%%

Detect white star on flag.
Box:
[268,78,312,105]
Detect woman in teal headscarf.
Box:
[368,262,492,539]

%%

Return every line of the listing that contains the string "Detect". Case counts.

Detect white star on flag.
Detect woman in teal headscarf.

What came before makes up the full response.